- [Exercise objective] Starting at the line with "Exercise. Pick out the rocky outcrop", return every line through the final one of the data, word for word. Pictures stay out.

*** Given information ***

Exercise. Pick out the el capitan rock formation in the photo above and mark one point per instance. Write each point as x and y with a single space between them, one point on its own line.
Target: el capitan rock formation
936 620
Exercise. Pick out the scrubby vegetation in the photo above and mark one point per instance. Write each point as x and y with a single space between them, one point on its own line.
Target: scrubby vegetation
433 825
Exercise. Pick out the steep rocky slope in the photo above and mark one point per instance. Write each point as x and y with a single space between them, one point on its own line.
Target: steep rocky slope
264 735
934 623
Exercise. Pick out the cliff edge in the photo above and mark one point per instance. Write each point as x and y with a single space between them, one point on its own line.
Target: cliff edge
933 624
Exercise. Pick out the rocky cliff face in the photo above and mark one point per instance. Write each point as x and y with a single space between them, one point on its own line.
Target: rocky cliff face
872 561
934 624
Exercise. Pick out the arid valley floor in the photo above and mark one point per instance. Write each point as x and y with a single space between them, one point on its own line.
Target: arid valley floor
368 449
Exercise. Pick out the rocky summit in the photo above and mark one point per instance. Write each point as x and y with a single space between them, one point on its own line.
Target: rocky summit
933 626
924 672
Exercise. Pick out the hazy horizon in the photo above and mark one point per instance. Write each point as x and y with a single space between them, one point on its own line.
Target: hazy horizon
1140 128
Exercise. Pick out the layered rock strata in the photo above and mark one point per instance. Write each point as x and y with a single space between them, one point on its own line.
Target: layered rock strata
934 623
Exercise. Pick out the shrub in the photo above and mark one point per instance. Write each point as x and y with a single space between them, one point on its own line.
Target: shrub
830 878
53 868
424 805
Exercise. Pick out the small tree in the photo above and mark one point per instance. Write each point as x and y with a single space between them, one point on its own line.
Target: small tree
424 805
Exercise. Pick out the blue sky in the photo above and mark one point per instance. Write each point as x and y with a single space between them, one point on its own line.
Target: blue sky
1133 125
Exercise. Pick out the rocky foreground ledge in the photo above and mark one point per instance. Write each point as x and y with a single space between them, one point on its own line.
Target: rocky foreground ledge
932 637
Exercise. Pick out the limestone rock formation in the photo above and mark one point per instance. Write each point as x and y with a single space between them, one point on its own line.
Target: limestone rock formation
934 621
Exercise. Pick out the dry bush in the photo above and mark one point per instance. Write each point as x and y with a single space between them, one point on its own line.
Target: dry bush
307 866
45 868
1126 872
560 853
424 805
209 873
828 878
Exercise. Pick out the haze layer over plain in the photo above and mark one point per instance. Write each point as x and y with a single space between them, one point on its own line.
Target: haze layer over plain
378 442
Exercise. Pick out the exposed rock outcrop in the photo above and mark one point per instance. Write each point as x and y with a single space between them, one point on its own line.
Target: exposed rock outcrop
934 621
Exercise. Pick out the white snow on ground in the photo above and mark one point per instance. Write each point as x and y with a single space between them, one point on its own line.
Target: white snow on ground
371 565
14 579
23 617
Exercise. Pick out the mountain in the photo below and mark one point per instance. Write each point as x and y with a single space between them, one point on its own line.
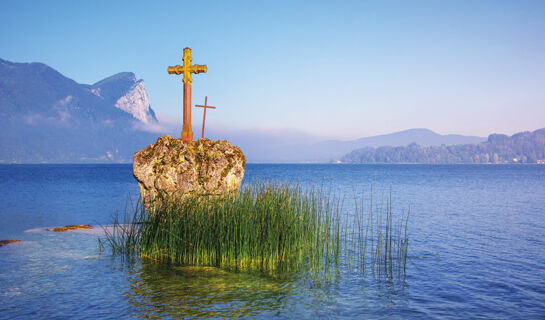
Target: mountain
46 117
523 147
288 146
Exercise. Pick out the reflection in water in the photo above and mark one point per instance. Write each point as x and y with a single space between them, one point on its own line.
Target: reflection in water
160 291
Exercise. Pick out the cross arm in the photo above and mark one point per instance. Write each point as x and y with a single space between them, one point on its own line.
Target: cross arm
175 70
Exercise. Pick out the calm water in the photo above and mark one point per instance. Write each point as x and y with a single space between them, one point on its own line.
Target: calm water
477 249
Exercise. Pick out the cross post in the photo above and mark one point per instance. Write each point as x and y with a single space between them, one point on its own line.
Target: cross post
187 69
204 114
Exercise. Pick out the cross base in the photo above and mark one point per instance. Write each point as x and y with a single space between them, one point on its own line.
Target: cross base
187 133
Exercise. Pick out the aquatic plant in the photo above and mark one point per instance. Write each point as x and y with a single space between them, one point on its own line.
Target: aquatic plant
273 228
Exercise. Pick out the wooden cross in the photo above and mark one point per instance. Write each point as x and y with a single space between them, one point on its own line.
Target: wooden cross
187 69
204 115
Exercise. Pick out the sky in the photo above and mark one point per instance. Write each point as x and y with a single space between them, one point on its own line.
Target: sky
333 69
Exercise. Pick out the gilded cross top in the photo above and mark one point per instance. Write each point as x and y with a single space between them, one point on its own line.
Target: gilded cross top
187 69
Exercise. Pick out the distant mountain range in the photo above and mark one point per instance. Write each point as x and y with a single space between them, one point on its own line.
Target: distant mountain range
523 147
46 117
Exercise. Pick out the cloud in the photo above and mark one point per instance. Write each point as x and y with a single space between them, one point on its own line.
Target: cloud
164 125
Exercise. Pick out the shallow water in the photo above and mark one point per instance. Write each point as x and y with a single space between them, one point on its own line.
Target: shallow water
476 249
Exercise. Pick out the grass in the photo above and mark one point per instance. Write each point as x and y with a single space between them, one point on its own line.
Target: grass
274 228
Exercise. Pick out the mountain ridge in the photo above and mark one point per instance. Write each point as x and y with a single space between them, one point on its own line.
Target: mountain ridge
521 147
46 117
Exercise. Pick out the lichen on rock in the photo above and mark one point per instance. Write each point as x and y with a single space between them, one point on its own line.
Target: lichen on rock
175 168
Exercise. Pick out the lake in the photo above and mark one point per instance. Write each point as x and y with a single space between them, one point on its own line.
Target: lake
476 248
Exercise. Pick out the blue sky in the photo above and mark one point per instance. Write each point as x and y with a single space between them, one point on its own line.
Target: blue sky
336 69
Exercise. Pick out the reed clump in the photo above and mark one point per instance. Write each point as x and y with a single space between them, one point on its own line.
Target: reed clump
273 228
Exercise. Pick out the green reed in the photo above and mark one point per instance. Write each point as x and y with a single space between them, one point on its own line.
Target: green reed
273 228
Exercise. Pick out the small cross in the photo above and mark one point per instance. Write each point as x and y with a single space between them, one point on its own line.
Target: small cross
204 115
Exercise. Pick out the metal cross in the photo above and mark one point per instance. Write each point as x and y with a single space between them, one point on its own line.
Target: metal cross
204 114
187 69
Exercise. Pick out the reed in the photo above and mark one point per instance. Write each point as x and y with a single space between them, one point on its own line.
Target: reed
272 228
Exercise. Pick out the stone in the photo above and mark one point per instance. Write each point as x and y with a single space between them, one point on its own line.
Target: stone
175 168
70 227
4 242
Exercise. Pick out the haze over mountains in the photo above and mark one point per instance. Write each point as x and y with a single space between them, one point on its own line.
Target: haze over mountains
46 117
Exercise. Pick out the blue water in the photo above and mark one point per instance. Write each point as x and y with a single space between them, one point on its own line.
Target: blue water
477 249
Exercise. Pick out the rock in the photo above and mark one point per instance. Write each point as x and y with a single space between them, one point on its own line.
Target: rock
175 168
71 227
4 242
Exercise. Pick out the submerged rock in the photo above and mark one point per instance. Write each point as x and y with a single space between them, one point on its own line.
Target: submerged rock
4 242
175 168
71 227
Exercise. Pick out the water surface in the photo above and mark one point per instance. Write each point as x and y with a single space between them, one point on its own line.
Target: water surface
476 248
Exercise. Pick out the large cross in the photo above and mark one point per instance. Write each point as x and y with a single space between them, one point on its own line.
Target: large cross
187 69
204 114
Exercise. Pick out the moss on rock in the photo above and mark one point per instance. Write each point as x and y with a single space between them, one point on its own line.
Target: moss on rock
175 168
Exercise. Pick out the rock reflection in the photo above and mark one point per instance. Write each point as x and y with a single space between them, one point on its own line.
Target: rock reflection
160 291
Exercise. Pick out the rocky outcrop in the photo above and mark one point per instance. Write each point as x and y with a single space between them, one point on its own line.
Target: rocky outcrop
175 168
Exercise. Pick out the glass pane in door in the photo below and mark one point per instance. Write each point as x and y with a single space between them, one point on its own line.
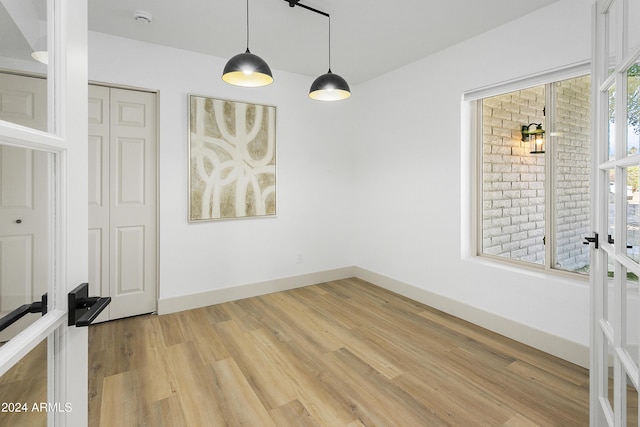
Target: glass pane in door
633 17
611 135
632 404
633 215
23 389
611 36
23 52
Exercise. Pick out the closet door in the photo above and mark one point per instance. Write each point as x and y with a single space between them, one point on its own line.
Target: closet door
123 199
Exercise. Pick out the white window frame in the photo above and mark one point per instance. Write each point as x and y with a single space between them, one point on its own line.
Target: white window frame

***

- [Problem solution]
Exercise. Pick out the rocky outcrop in the photo above and mark one point per instance. Write each point as x and y with a single space between them, one point on its own line.
Target: rocky outcrop
175 168
Exercise. Pick out the glass pane in door in the photo below and mark one point per instance. Write each point as x and y with a single space between them, one point on its own line.
Target: glass pane in door
633 17
611 135
632 404
633 215
23 389
611 36
23 52
Exercise. Pick out the closet door in the photo above and mark one point per instance. Write each point as x and y with a single space between them, one point on its own line.
Target: closet door
123 199
Exercise. Pick out the white window frame in the photo above and mark one point per instance. Write each point as x and y with a single space between them, one point on its own line.
Target: white window frame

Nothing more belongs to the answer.